Task prompt — Any picture in the data below should be skipped, while every line is repeated exactly.

------------------------------------------------------------------------

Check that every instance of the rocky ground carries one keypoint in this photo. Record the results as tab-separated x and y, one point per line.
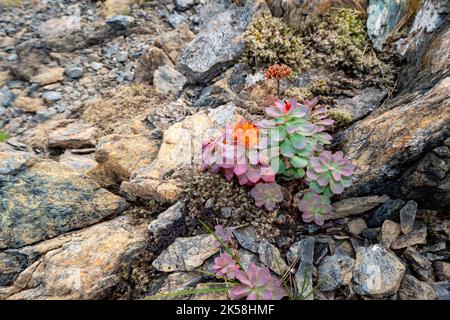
104	106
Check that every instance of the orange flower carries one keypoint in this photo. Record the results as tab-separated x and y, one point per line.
246	133
278	72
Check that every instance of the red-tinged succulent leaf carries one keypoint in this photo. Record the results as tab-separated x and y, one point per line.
257	284
225	266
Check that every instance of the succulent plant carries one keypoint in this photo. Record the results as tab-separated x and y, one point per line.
224	234
291	128
240	152
267	195
315	208
329	173
225	266
257	284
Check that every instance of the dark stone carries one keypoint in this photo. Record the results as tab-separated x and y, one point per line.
408	216
387	211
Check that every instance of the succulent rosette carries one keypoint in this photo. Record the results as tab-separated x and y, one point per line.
290	128
257	284
329	173
240	152
267	195
225	266
315	208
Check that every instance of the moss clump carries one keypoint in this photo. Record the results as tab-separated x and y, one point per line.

------------------------------------------------------------------------

Reply to the exercise —
Check that every instance of the rocky ground carries one keypoint in this photo. Record the results as tab-separated x and y, one point per line.
104	106
Check that every instance of the orange flower carries one keypoint in this photo. Record the results as tab-separated x and y, one point per line.
246	133
278	72
Check that every instance of the red-tinged succulent leaf carries one keypoint in this photo. Record the results as tab-separated x and y, one point per line.
257	284
225	266
Check that every instance of the succulent plant carries one keypoint in this photo. Record the results as tab-separated x and y, one point per line.
224	234
291	128
240	152
267	195
315	208
329	173
225	266
257	284
Check that every instance of the dark stone carries one keypoint in this photo. Record the results as tab-separated x and y, one point per line.
408	216
387	211
Check that every instance of the succulent rosette carries one keypoint in this photo. Record the results as tab-separated x and y, one point per line.
290	128
257	284
329	173
240	152
267	195
225	266
315	208
Check that every instance of the moss clump carries one keypoint in this photo. Record the results as tab-separated x and y, one point per line.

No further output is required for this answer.